### Tujuan Tugas 1:
Menurut kutipan perjalanan di Bangkok, berapa harga Nestea 15 sachet per pack di MBK Center?
### Tujuan Tugas 2:
Lanjutkan kutipan perjalanan di Bangkok mulai dari sesudah kalimat terakhirnya.

-------- Kutipan Dokumen

Selanjutnya tujuan kami adalah
Asiatique The Riverfront yang memang hanya dibuka pada malam hari. Untuk menuju
Asiatique The Riverfront, kita bisa menggunakan jasa angkutan shuttle boat gratis yang hanya
beroperasi dari pukul 16:00 – 00:30 dari Sathorn Pier. Saat itu kami berangkat
pukul 19:00. Antrian pun tidak terlalu mengular karena mungkin pengunjung sudah
berangkat sedari pukul 16:00. Selama menyusuri sungai Chao Phraya pada malam
hari, kami disuguhi pemandangan lampu-lampu dari Asiatique dan Mekong Ferris Wheel. Di Asiatique ini terdapat
restoran, pertunjukan musik, dan pusat oleh-oleh yang didesain sangat megah
seperti Gading Walk di Jakarta. Walaupun terlihat megah dan mahal, ternyata
barang yang dijajakan terbilang cukup murah. Aku membeli oleh-oleh pakaian
untuk keponakan yang berumur 4,5 dan 1,5 tahun dengan harga rata-rata 74 THB (Rp
30.000) pada pedagang yang berasal dari Sri Lanka. Aku mengobrol banyak dengan
pedagang ini karena sangat ramah, sampai menanyakan dimana asalku dan sudah
pernah pergi ke Bali HEHEHE Indonesia selalu saja dikenal dengan Bali. Tak terasa
jam sudah menunjukkan pukul 23:00, yang mana sebentar lagi jam operasional shuttle boat gratis akan berakhir. Kami
bergegas mengantre kapal untuk kembali menuju penginapan.
 |
Gemerlap malam dari atas shuttle boat |
 |
Suasana di shuttle boat |
 |
Asiatique the Riverfront |
DAY 3 (07 MARET 2017): MBK CENTER - SIAM PARAGON - BANGKOK ART & CULTURE
CENTER - KHAOSAN ROAD
Hari ketiga selama di Bangkok
memang kami khususkan untuk mencari oleh-oleh. Kami memilih kawasan Siam
setelah mencari beberapa informasi dari blog
traveller yang mengatakan bahwa ada sebuah mall yang dihuni ribuan tenant yang menjual berbagai aksesoris,
pakaian, makanan dan minuman khas Bangkok dengan harga yang lebih murah. Nama
mall tersebut adalah MBK Center (Ma Boon Khrong Center). Jika dilihat dari luar, mall tampak megah, tidak
kalah megah dengan pesaingnya yaitu Siam Paragon namun ketika sudah berada di
dalam, suasana mall tak jauh berbeda dengan ITC seperti di Jakarta. Di MBK
Center, kami menemukan minuman Nestea Thai Milk Tea yang berharga lebih
murah dari harga Nestea yang kami beli di Pasar Chatuchak dan Asiatique. Tanpa pikir
panjang, aku memborong minuman Nestea yang memang cukup terkenal di Bangkok
sebanyak mungkin (kalau beli melalui e-commerce
akan lebih mahal). Fyi harga Nestea 15 sachet/pack di Pasar Chatuchak
sebesar 120 THB (Rp 48.600) sedangkan di MBK Center hanya sebesar 95 THB (Rp
38.500). Transportasi menuju MBK Center ini sangat mudah karena terletak tidak
jauh dari BTS W1 National Stadium. Hanya berjalan kaki beberapa meter melalui sky walk,
kalian akan tiba di antara dua mall yaitu Siam Paragon dan MBK Center.

----------------
-------- Data

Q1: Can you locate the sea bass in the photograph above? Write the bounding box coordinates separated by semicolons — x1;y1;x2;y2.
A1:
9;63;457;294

----------------

### Hasil Latihan 1:
95 THB (Rp 38.500).

### Hasil Latihan 2:
 |
MBK Center dari sky walk |
Setelah hampir setengah hari
menyusuri MBK Center, perut kami mulai terasa lapar. Kami menemukan food court
yang cukup nyaman dengan pilihan makanan dan minuman yang bervariasi di area
luar MBK Center. Kami membeli Pad Thai seharga 37 THB (Rp 15.000), Mango Sticky
Rice seharga 100 THB (Rp 40.500), Coconut Ice Cream seharga 25 THB (Rp 10.000),
dan konsentrat mangga seharga 25 THB (Rp. 10.000). Selanjutnya perjalanan kami
adalah menuju Siam Paragon hanya sekedar melihat-lihat suasana karena harga barang
yang dijual tidak sesuai dengan kantung backpacker.
Mall bernama Siam Paragon ini memang ditargetkan untuk kalangan menengah ke
atas dengan menjual barang-barang brand terkenal. Dari Siam Paragon ini kita akan terhubung ke Siam Discovery dimana Madame Tussauds Bangkok berada. Kami memang tidak masuk ke dalam Madame Tussauds, cukup selfie gratis dengan patung lilin Om George Clooney di depan HEHEHE. . .
 |
Coconut Ice Cream, Mango Sticky Rice, dan Pad Thai |
 |
Madame Tussauds Bangkok dari luar |
 |
Berpose dengan Om George Clooney |
Sebenarnya Bangkok Art & Culture Center tidak masuk ke dalam itinerary, karena kami menemukan tempat ini secara tidak sengaja. Berhubung sepertinya ini adalah tempat yang sangat menarik, maka kami menyempatkan untuk masuk sebelum melanjutkan perjalanan. Bangkok Art & Culture Center ini menampilkan lukisan-lukisan hasil karya seniman, baik lokal maupun luar (dapat dilihat dari nama di tiap lukisan yang dipajang).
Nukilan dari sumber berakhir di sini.